Input material Start Marker

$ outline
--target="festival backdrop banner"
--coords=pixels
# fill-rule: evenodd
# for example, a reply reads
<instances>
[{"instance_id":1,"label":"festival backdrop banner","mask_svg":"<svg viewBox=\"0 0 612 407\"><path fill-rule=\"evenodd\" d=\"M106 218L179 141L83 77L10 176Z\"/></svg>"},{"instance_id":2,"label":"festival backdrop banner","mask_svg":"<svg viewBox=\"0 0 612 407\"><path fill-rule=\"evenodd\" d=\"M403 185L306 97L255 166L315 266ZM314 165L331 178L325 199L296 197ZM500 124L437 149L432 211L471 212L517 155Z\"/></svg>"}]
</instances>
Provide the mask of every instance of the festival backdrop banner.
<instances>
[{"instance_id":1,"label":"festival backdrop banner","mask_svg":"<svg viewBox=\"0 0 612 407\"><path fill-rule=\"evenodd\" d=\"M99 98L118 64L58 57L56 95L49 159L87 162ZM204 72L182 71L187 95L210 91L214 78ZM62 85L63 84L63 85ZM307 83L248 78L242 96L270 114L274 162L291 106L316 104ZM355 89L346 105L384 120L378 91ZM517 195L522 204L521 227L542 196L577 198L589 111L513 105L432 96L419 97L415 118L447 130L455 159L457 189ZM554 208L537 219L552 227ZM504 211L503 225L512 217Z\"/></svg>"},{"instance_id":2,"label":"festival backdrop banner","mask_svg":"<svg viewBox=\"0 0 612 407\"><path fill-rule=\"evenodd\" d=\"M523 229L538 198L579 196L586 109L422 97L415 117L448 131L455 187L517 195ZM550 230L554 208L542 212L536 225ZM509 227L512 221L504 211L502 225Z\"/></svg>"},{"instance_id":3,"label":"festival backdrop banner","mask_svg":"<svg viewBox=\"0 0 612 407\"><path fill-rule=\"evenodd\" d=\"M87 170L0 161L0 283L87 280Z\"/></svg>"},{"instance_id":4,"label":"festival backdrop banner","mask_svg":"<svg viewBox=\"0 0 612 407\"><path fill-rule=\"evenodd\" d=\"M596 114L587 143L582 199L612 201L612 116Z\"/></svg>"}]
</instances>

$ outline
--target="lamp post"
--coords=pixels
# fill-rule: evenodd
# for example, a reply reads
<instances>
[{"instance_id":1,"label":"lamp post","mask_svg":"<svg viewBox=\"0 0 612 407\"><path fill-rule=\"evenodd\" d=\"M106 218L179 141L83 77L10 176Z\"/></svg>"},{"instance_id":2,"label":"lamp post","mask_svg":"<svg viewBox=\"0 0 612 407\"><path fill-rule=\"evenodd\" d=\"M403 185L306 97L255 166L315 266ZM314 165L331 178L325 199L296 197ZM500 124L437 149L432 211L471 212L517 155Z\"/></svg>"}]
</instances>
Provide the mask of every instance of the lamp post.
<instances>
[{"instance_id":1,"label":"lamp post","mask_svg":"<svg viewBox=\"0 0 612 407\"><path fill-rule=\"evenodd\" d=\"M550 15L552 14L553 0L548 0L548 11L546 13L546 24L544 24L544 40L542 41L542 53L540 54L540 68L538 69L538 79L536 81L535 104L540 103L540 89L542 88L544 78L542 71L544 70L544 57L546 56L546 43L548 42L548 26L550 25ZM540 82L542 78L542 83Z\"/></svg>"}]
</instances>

Input material End Marker

# Exercise directions
Line by line, copy the records exactly.

# Result of this exercise
$ outline
--target="festival backdrop banner"
--coords=pixels
# fill-rule: evenodd
# for example, a reply reads
<instances>
[{"instance_id":1,"label":"festival backdrop banner","mask_svg":"<svg viewBox=\"0 0 612 407\"><path fill-rule=\"evenodd\" d=\"M106 218L179 141L83 77L10 176Z\"/></svg>"},{"instance_id":2,"label":"festival backdrop banner","mask_svg":"<svg viewBox=\"0 0 612 407\"><path fill-rule=\"evenodd\" d=\"M403 185L306 97L255 166L315 266ZM314 165L331 178L325 199L296 197ZM500 124L437 149L432 211L471 212L517 155Z\"/></svg>"}]
</instances>
Provide the mask of every instance of the festival backdrop banner.
<instances>
[{"instance_id":1,"label":"festival backdrop banner","mask_svg":"<svg viewBox=\"0 0 612 407\"><path fill-rule=\"evenodd\" d=\"M99 98L118 64L58 57L56 95L49 159L87 162ZM204 72L182 71L187 95L210 91L214 78ZM62 85L63 84L63 85ZM307 83L248 78L242 96L270 114L274 162L291 106L316 104ZM355 89L346 105L384 120L378 91ZM517 195L522 204L521 227L542 196L577 198L589 111L513 105L432 96L419 97L415 118L447 130L455 159L457 189ZM554 208L537 219L552 227ZM504 211L503 225L512 217Z\"/></svg>"},{"instance_id":2,"label":"festival backdrop banner","mask_svg":"<svg viewBox=\"0 0 612 407\"><path fill-rule=\"evenodd\" d=\"M523 229L538 198L579 196L586 109L422 97L415 117L448 131L455 187L517 195ZM550 230L554 208L542 212L536 225ZM509 227L512 221L504 211L502 225Z\"/></svg>"},{"instance_id":3,"label":"festival backdrop banner","mask_svg":"<svg viewBox=\"0 0 612 407\"><path fill-rule=\"evenodd\" d=\"M87 170L0 161L0 283L87 280Z\"/></svg>"},{"instance_id":4,"label":"festival backdrop banner","mask_svg":"<svg viewBox=\"0 0 612 407\"><path fill-rule=\"evenodd\" d=\"M596 114L587 143L582 199L612 201L612 116Z\"/></svg>"}]
</instances>

$ outline
--target="lamp post"
--coords=pixels
# fill-rule: evenodd
# for example, a reply reads
<instances>
[{"instance_id":1,"label":"lamp post","mask_svg":"<svg viewBox=\"0 0 612 407\"><path fill-rule=\"evenodd\" d=\"M106 218L179 141L83 77L10 176Z\"/></svg>"},{"instance_id":2,"label":"lamp post","mask_svg":"<svg viewBox=\"0 0 612 407\"><path fill-rule=\"evenodd\" d=\"M403 185L306 97L255 166L315 266ZM314 165L331 178L325 199L296 197ZM500 124L437 149L432 211L471 212L517 155Z\"/></svg>"}]
</instances>
Provide the mask of every instance of the lamp post.
<instances>
[{"instance_id":1,"label":"lamp post","mask_svg":"<svg viewBox=\"0 0 612 407\"><path fill-rule=\"evenodd\" d=\"M550 15L552 14L553 0L548 0L548 11L546 13L546 24L544 24L544 40L542 41L542 53L540 54L540 68L538 69L538 79L536 81L535 104L540 103L540 89L542 88L544 78L542 71L544 70L544 57L546 56L546 43L548 42L548 26L550 25ZM540 82L542 78L542 83Z\"/></svg>"}]
</instances>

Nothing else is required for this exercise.